**Your objective**
Look through the entries below and say how many lines contain the string "arena". Give the number only.

**Data shown**
==*==
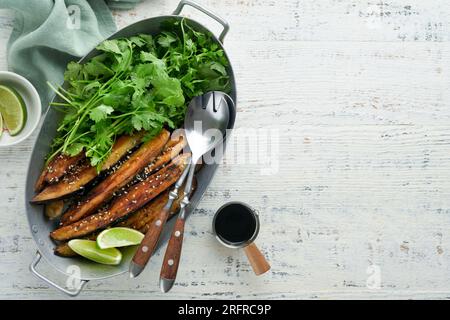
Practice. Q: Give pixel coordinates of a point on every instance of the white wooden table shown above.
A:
(360, 207)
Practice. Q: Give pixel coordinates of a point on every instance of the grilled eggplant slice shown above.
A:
(63, 249)
(118, 179)
(140, 220)
(136, 197)
(54, 209)
(85, 173)
(57, 168)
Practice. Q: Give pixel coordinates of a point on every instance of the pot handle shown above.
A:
(226, 26)
(72, 293)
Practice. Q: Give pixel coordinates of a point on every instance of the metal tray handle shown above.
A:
(72, 293)
(226, 26)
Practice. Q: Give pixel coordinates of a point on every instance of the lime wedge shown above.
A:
(118, 237)
(13, 110)
(90, 250)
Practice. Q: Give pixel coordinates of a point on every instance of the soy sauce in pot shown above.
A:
(235, 223)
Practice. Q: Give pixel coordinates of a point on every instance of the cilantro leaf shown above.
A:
(100, 113)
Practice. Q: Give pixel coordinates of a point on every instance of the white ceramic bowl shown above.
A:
(32, 102)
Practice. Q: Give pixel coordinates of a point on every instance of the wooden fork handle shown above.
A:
(172, 256)
(148, 244)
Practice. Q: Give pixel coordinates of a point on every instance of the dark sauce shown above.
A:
(235, 223)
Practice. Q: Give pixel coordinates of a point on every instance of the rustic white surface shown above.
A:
(359, 93)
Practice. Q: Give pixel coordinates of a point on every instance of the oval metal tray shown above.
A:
(41, 227)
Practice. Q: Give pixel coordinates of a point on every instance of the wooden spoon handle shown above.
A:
(148, 244)
(256, 259)
(172, 256)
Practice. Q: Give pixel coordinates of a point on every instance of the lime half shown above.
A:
(118, 237)
(90, 250)
(13, 110)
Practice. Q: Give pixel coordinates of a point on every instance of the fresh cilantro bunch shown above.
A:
(133, 84)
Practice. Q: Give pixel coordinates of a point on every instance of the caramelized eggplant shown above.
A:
(84, 173)
(135, 198)
(118, 179)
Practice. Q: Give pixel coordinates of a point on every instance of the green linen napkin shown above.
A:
(47, 34)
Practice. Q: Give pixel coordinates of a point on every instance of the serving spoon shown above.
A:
(205, 125)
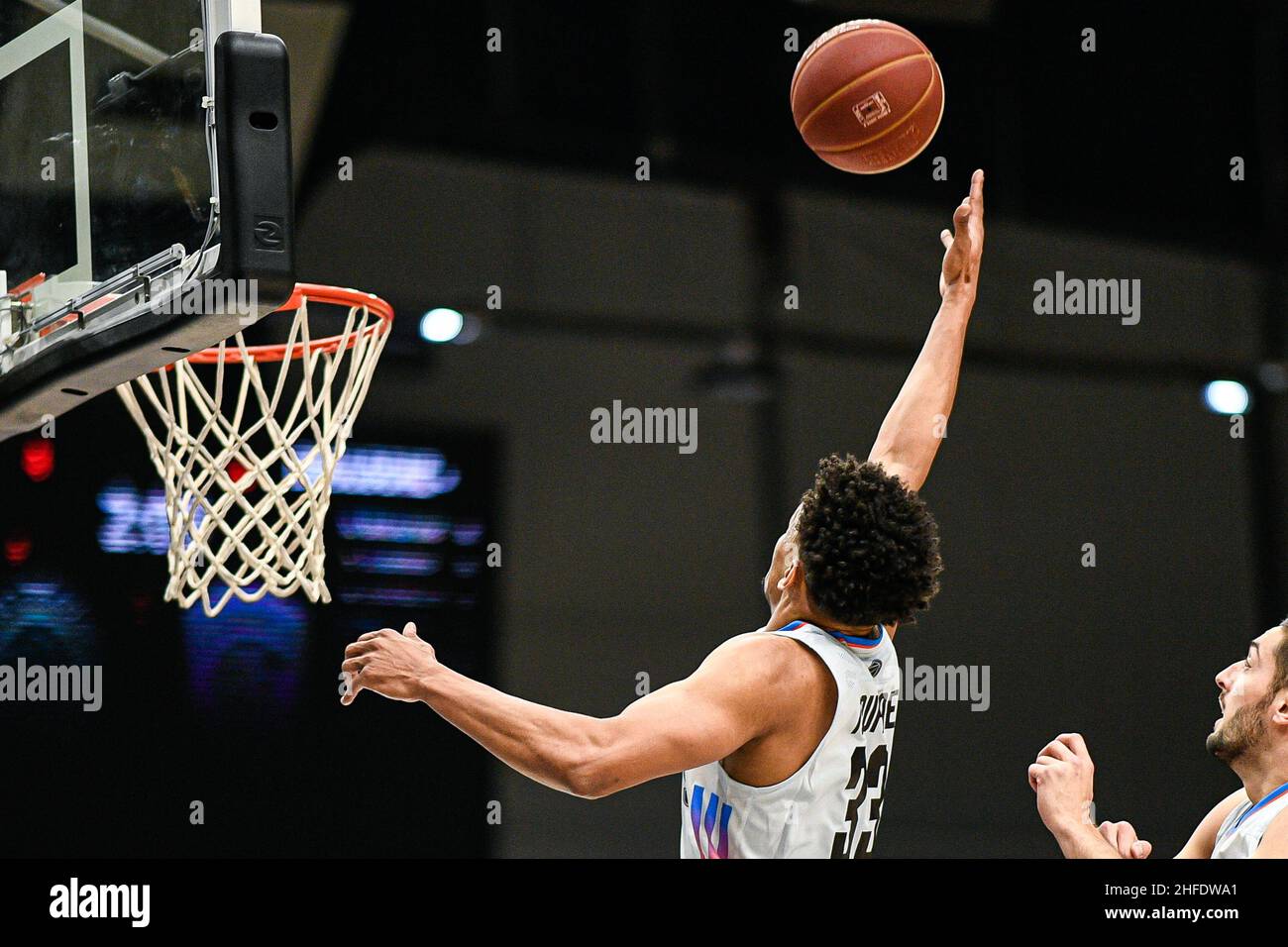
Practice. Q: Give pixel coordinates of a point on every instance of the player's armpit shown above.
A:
(1203, 841)
(741, 692)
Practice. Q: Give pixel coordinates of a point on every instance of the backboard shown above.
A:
(145, 191)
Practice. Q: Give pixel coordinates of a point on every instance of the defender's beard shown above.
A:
(1239, 735)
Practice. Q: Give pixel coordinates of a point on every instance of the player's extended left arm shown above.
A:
(726, 702)
(915, 423)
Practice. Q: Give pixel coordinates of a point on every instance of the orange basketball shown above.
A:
(867, 95)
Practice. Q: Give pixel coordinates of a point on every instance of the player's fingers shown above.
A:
(355, 688)
(1035, 772)
(1074, 742)
(1121, 835)
(1111, 831)
(1059, 750)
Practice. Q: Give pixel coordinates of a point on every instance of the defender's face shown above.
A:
(785, 557)
(1244, 688)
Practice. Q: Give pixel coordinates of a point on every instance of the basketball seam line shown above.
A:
(853, 82)
(815, 47)
(938, 119)
(912, 111)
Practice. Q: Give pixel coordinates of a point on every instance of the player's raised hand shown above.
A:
(390, 664)
(964, 245)
(1063, 776)
(1122, 836)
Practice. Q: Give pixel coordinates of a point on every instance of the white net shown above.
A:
(246, 441)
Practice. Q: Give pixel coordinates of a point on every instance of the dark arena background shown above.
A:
(503, 187)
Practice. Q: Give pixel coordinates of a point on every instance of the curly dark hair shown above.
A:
(868, 544)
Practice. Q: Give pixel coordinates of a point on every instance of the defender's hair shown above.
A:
(868, 544)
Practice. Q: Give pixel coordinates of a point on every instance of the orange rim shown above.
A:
(314, 292)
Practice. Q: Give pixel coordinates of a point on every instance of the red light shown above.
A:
(17, 549)
(38, 459)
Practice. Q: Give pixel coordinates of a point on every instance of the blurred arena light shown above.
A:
(1225, 397)
(38, 459)
(441, 325)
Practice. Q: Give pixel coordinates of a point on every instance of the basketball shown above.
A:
(867, 97)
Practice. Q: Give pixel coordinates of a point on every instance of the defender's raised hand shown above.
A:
(390, 664)
(964, 245)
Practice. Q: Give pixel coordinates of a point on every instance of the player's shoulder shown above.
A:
(1274, 840)
(1203, 840)
(764, 655)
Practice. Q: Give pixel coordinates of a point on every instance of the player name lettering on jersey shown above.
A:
(877, 712)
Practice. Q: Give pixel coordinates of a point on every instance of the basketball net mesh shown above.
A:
(248, 464)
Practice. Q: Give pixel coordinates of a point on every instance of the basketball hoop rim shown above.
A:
(314, 292)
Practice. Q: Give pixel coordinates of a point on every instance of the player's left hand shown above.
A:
(390, 664)
(1063, 777)
(1122, 836)
(964, 245)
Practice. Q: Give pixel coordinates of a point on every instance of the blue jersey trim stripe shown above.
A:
(1262, 804)
(853, 641)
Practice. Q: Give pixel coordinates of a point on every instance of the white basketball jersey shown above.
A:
(1241, 830)
(831, 805)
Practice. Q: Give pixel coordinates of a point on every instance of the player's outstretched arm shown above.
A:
(912, 431)
(1063, 777)
(737, 694)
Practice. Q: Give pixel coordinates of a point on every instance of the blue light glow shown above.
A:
(1227, 397)
(441, 325)
(397, 472)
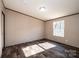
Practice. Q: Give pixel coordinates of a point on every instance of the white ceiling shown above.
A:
(54, 8)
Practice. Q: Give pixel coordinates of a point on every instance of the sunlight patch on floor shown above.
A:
(32, 50)
(47, 45)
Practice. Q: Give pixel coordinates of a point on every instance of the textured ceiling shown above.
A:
(54, 8)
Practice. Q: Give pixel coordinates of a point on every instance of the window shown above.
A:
(58, 28)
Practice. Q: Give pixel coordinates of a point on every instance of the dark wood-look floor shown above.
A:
(57, 51)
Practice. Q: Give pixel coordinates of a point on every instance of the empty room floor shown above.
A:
(39, 49)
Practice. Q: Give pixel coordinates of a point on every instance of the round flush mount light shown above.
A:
(42, 8)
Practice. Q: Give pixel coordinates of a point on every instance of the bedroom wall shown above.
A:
(1, 26)
(71, 31)
(21, 28)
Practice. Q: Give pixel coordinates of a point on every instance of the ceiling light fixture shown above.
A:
(42, 8)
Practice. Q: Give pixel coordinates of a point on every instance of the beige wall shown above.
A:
(21, 28)
(71, 31)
==*==
**The answer**
2